• **Text**:

-- -- --

Barry Manilow's Nissan Pavilion concert Friday reflected both the ambition and the self-deprecating humor that have long endeared him to his fans. This particular tour finds Manilow fronting a 30-piece orchestra, which turns out to be a good thing, as well as a bad thing: good in the sense that some songs benefited from added coloration and expansiveness; bad in the sense that other selections were undermined for the same exact reason.
For instance, "Tryin' to Get the Feeling Again," "Weekend in New England," "Mandy" and "When October Goes" (a Johnny Mercer lyric to which Manilow added music) are all built on simple, elegant melodies that suggest musical theater rather than pop, and their charms were most apparent when Manilow sketched them out at the piano with minimal support. Later, when the orchestra piped in, it almost always overwhelmed the material, Las Vegas showmanship trumping Tin Pan Alley craft.
Manilow has actually written a new musical, "Harmony," about a vocal ensemble in pre-Nazi Germany (it's headed for Broadway next year), and one could easily construct a convincing theatrical revue around such songs as "Even Now," which pledges devotion both despite and because of difficult circumstances; wistful ballads like "When October Goes" and "This One's for You"; the life- and love-affirming "Forever and a Day"; and even the jocular, rhythmically spry "Copacabana," which set Manilow's hips to swiveling . . . sort of. "Eat your heart out, Ricky Martin!" Manilow gushed at song's end.

-- -- --

[Data extracted from a collection]
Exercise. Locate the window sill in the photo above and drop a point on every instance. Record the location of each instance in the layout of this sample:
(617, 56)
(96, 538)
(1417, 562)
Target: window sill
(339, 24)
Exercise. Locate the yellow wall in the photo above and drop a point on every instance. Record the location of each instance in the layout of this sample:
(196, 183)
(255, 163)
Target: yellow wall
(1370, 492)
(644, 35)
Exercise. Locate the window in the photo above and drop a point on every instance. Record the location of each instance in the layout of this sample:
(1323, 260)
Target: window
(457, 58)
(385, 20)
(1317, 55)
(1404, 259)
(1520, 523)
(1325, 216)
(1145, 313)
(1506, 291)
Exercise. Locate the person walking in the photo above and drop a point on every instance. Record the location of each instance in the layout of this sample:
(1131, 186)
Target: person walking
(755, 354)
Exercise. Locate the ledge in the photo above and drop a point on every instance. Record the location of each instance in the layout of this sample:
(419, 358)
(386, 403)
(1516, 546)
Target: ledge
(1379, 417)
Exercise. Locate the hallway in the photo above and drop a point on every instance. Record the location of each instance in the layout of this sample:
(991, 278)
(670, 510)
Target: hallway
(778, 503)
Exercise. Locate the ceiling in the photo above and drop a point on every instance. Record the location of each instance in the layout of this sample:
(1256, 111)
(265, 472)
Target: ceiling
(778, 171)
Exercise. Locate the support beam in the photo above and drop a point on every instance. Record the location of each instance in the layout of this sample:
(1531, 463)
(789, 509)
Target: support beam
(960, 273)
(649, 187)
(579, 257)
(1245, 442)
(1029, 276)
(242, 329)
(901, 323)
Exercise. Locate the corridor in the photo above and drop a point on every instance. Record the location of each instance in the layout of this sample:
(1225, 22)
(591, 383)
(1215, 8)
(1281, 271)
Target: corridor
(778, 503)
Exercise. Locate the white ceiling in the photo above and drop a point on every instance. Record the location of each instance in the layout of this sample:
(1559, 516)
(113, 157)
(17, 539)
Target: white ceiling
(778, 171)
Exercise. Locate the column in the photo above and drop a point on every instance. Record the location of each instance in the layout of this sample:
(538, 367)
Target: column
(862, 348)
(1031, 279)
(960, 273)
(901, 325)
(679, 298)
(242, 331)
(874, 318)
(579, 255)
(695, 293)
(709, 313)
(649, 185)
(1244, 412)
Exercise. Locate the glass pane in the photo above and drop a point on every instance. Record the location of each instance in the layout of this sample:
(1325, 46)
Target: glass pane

-- -- --

• **Tasks to perform**:
(a) Name every song title mentioned in the concert review, leaving out the musical.
(b) According to the concert review, what size orchestra does Manilow front on this tour?

• **Answer section**:
(a) "Tryin' to Get the Feeling Again," "Weekend in New England," "Mandy," "When October Goes," "Even Now," "This One's for You," "Forever and a Day," "Copacabana"

(b) A 30-piece orchestra.